WHAT YOU NEED TO DO: Can you filter the records below down to the lines that contain the word "door" and copy out each of them?

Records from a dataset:
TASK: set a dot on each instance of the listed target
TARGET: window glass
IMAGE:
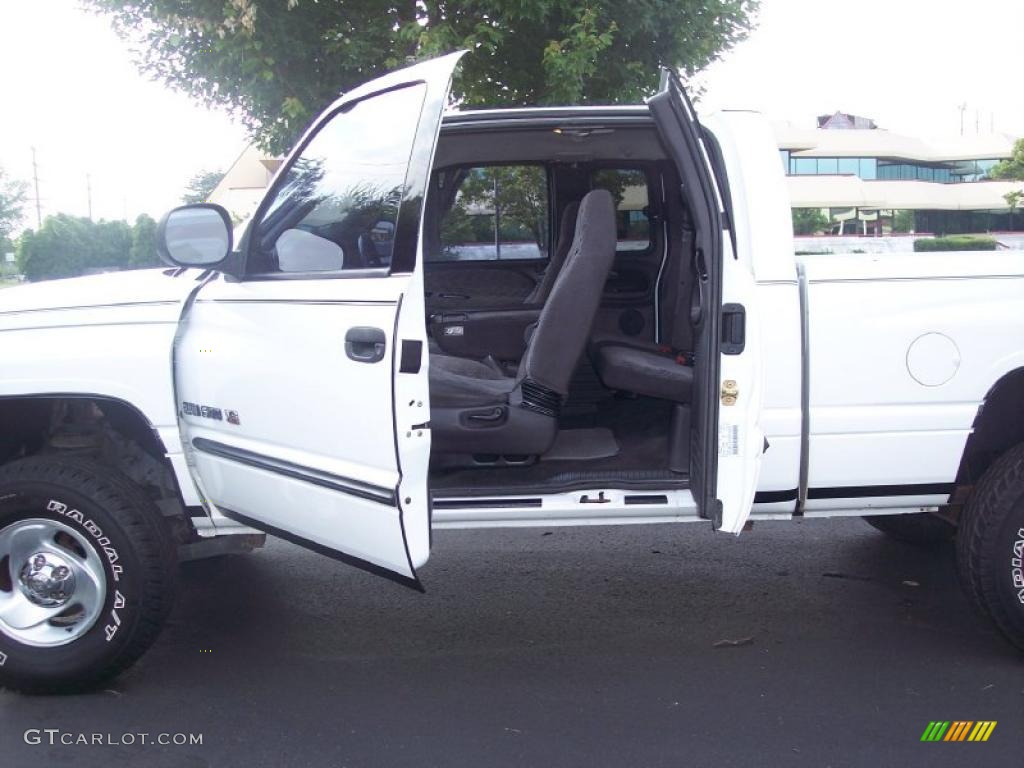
(849, 166)
(629, 188)
(827, 166)
(491, 213)
(337, 206)
(805, 166)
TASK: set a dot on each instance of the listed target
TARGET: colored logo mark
(958, 730)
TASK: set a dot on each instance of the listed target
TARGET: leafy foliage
(201, 185)
(1011, 168)
(142, 252)
(809, 221)
(68, 246)
(276, 62)
(955, 243)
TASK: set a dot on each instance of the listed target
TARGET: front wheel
(87, 571)
(990, 545)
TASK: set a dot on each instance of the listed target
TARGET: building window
(805, 166)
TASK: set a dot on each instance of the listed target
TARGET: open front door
(726, 442)
(302, 387)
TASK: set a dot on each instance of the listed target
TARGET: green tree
(904, 220)
(276, 62)
(1013, 202)
(200, 186)
(143, 244)
(809, 221)
(68, 246)
(12, 195)
(1011, 168)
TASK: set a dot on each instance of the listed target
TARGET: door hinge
(730, 391)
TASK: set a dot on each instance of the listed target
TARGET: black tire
(138, 557)
(923, 528)
(990, 545)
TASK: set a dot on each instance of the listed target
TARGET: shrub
(955, 243)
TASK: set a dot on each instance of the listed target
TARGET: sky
(70, 89)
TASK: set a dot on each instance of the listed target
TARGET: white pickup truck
(535, 316)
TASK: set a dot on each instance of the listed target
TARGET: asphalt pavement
(817, 643)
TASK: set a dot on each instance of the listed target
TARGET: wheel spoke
(42, 588)
(88, 588)
(20, 543)
(18, 613)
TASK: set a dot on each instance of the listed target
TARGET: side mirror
(198, 236)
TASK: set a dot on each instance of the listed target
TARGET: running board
(599, 507)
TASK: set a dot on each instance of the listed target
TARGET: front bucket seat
(476, 409)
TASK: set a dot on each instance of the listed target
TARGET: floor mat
(640, 428)
(583, 444)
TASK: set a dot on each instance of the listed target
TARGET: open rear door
(726, 443)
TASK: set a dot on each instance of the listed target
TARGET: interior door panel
(462, 285)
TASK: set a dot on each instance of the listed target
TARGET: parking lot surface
(819, 643)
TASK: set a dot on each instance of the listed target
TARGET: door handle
(733, 329)
(365, 344)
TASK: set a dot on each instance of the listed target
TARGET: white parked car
(657, 354)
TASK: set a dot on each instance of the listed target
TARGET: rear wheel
(87, 570)
(990, 545)
(923, 528)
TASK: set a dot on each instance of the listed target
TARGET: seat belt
(679, 323)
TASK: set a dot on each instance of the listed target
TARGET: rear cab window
(492, 213)
(629, 187)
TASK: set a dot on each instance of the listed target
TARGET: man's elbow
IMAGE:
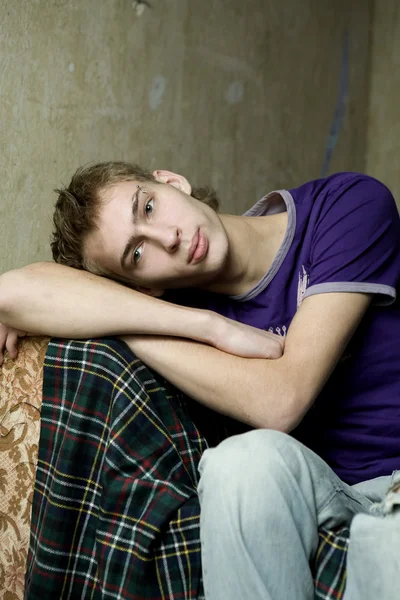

RESPONSE TO THIS TASK:
TARGET: open front door
TARGET: door hinge
TARGET: open rear door
TARGET: interior door panel
TARGET: door handle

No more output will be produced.